## TASK STATEMENT
Write down every entry below once more, exactly.

## TASK MATERIAL
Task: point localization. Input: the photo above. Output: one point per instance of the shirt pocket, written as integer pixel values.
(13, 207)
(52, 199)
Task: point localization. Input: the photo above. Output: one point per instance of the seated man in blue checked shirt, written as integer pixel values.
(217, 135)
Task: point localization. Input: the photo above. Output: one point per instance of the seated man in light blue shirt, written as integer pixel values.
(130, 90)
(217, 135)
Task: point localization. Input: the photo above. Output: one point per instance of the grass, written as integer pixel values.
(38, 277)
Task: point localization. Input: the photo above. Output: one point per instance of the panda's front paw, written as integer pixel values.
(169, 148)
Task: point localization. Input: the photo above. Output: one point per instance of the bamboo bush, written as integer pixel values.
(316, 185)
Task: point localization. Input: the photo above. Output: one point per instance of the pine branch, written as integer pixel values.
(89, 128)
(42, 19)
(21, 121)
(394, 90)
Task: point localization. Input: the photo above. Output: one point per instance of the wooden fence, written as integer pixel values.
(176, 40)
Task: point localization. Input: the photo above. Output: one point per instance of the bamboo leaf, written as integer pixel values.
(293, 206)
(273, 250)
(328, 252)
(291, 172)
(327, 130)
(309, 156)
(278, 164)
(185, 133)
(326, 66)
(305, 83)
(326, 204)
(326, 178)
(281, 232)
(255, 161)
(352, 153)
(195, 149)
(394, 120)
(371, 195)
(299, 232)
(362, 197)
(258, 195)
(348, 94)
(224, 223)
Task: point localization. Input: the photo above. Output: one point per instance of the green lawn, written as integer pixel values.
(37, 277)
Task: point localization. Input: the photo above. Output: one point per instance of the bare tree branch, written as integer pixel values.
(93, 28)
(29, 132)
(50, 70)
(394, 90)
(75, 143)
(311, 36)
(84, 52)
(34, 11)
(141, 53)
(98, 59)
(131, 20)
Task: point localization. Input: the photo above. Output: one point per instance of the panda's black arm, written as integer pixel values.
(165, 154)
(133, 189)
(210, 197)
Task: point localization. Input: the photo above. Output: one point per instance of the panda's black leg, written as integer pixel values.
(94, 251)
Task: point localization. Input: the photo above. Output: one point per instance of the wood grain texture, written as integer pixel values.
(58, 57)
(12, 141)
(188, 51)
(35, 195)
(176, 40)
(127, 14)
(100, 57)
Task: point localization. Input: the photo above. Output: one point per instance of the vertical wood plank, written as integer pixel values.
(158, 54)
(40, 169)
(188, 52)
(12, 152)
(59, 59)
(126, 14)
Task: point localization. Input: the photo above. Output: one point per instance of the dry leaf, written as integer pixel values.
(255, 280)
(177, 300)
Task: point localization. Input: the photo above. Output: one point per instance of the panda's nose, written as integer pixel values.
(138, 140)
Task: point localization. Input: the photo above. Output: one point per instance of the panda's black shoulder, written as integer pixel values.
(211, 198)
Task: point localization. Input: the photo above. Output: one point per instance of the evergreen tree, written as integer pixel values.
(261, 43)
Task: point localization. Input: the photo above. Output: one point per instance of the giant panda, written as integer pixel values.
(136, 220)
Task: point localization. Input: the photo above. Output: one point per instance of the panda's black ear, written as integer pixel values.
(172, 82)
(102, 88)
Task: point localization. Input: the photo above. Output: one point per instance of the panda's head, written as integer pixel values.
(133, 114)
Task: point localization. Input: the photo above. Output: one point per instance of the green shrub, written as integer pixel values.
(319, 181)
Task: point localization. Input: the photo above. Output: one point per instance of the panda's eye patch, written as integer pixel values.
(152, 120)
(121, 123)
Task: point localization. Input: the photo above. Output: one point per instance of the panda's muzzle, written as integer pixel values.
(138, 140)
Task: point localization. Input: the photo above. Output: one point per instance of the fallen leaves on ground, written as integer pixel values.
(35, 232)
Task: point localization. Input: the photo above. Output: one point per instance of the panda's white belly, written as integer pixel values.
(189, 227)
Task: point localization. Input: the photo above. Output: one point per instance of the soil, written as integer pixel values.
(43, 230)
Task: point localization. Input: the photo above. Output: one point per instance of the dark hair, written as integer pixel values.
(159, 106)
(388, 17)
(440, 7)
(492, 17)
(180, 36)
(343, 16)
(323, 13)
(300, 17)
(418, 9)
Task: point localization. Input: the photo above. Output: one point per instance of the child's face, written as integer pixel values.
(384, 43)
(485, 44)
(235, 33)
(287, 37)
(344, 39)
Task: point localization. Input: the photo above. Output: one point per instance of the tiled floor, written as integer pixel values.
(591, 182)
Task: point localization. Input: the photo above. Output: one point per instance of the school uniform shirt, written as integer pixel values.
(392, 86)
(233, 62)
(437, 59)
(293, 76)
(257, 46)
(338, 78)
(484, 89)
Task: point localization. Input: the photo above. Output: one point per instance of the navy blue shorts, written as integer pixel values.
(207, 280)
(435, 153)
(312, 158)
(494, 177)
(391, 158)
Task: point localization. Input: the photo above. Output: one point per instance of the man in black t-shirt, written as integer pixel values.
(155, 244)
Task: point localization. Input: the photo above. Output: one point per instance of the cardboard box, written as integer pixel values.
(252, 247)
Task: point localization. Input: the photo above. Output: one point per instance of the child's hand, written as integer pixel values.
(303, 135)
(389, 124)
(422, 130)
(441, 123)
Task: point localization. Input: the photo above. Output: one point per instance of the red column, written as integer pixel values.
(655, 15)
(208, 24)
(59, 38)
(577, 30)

## SOLUTION
Task: point localization. Input: the photo above. Output: one point per instance of the shirt pocket, written as integer pixel values.
(13, 207)
(52, 199)
Task: point localization. Input: the photo above. Output: one point per instance of the seated man in blue checked shirt, written as integer pixel values.
(217, 135)
Task: point localization. Input: the photo above. Output: one point per instance of the seated man in light blue shirt, written as integer pixel values.
(130, 90)
(217, 135)
Task: point localization. Input: the photo above. Output: one point per instance of the grass, written as integer pixel values.
(38, 277)
Task: point localization. Input: the photo above. Output: one point per instance of the panda's front paw, written as integer pixel values.
(169, 148)
Task: point localization. Input: the photo above. Output: one point per instance of the bamboo bush, written as integer pixel values.
(316, 185)
Task: point localization. Input: the photo above. Output: one point per instance of the pine branch, written as integer pixel values.
(89, 128)
(42, 19)
(21, 121)
(394, 90)
Task: point localization. Input: the photo above. Output: one point per instance of the wooden fence, written as integer pixel values.
(176, 40)
Task: point localization. Input: the photo above. Output: one point per instance of the bamboo leaf, written as integer pixel values.
(293, 206)
(273, 250)
(328, 252)
(291, 172)
(327, 130)
(309, 156)
(278, 164)
(185, 133)
(326, 66)
(305, 83)
(326, 204)
(326, 178)
(281, 232)
(255, 161)
(352, 153)
(195, 149)
(394, 120)
(371, 195)
(299, 232)
(362, 197)
(258, 195)
(348, 94)
(224, 223)
Task: point localization. Input: the photo above. Output: one point per instance of the green lawn, written as integer pixel values.
(37, 277)
Task: point localization. Input: the photo above. Output: one point per instance of the bare tree branch, written as integer pixel values.
(93, 28)
(29, 132)
(50, 70)
(394, 90)
(75, 143)
(311, 36)
(84, 52)
(34, 11)
(141, 53)
(98, 59)
(131, 20)
Task: point localization. Input: the photo above. Output: one point per instance of the panda's black arm, written as integer pixel values.
(165, 154)
(133, 189)
(210, 197)
Task: point localization. Input: the photo above. Output: one point per instance of the panda's black leg, written as integer pixel values.
(94, 251)
Task: point localization. Input: the photo above. Output: one point per instance of the wood grain texture, written as integer pixel values.
(58, 57)
(12, 141)
(188, 51)
(35, 195)
(176, 40)
(127, 14)
(100, 57)
Task: point localization. Input: the photo above. Output: one point per instance of the vertical wood plank, written as integer pixel values.
(158, 54)
(40, 169)
(188, 52)
(12, 152)
(59, 59)
(126, 14)
Task: point localization. Input: the photo above. Output: one point per instance of the dry leaf, written as integer pixel values.
(255, 280)
(177, 300)
Task: point localization. Input: the photo above. Output: one point per instance of the panda's nose, written as integer pixel values.
(138, 140)
Task: point localization. Input: the photo above. Output: one point per instance of the panda's black shoulder, written as integer pixel values.
(211, 198)
Task: point localization. Input: the photo above. Output: one point per instance of the evergreen tree, written as integer pixel values.
(261, 43)
Task: point localization. Input: the photo above. Output: one point per instance of the giant panda, written as integer pixel values.
(136, 220)
Task: point localization. Input: the photo above. Output: one point per instance of the panda's black ear, written as integer pixel values.
(172, 82)
(102, 88)
Task: point localization. Input: the photo above. Output: one point per instance of the panda's head, written as integer pixel values.
(133, 114)
Task: point localization. Input: the photo above. Output: one point per instance of the green shrub, written as integer pixel values.
(319, 181)
Task: point localization. Input: the photo above. Output: one point per instance of the panda's eye patch, written as integer pixel values.
(152, 120)
(121, 123)
Task: point localization. Input: the photo above. Output: one point per instance of the panda's muzzle, written as integer pixel values.
(138, 140)
Task: point localization. Input: the photo above. Output: one point per instance of the fallen leaves on ground, written as integer pixel values.
(35, 232)
Task: point localization. Input: the photo above. Output: one point per instance of the panda's white belly, written as integer pixel values.
(189, 227)
Task: point localization. Input: the photo above. Output: one point per instance of the soil, written as integer pixel values.
(43, 230)
Task: point localization. Input: the photo above. Output: one point per instance of the dark hair, written as integer pixel values.
(159, 106)
(388, 17)
(440, 7)
(492, 17)
(180, 36)
(343, 16)
(323, 13)
(300, 17)
(418, 9)
Task: point localization. Input: the photo above. Output: one point per instance of the child's face, written as integer pixel values.
(384, 43)
(485, 44)
(235, 33)
(287, 37)
(344, 39)
Task: point localization. Input: the photo above. Output: one point per instance of the tiled floor, written as integer pixel values.
(591, 182)
Task: point localization. Input: the photo above. Output: one point per instance of the school uniform shirt, written as integer pixel values.
(392, 86)
(233, 62)
(437, 59)
(293, 76)
(257, 46)
(338, 78)
(484, 89)
Task: point localization. Input: the photo above. Output: one point per instance of the navy blue shorts, written as integer pixel values.
(207, 280)
(435, 153)
(312, 158)
(494, 177)
(391, 158)
Task: point localization. Input: the photo above. Output: one point per instance of the man in black t-shirt, written as integer pixel values.
(155, 244)
Task: point localization. Input: the photo above. Output: one point per instance of the cardboard box, written as integer pixel values.
(252, 247)
Task: point localization. Input: the photo above. Output: one point per instance of the child's hand, written as integer pixel values.
(303, 135)
(389, 124)
(422, 130)
(441, 123)
Task: point localization. Input: the photo above. Output: one point per instance of the red column, written as integer pixel values.
(655, 15)
(208, 24)
(59, 38)
(577, 30)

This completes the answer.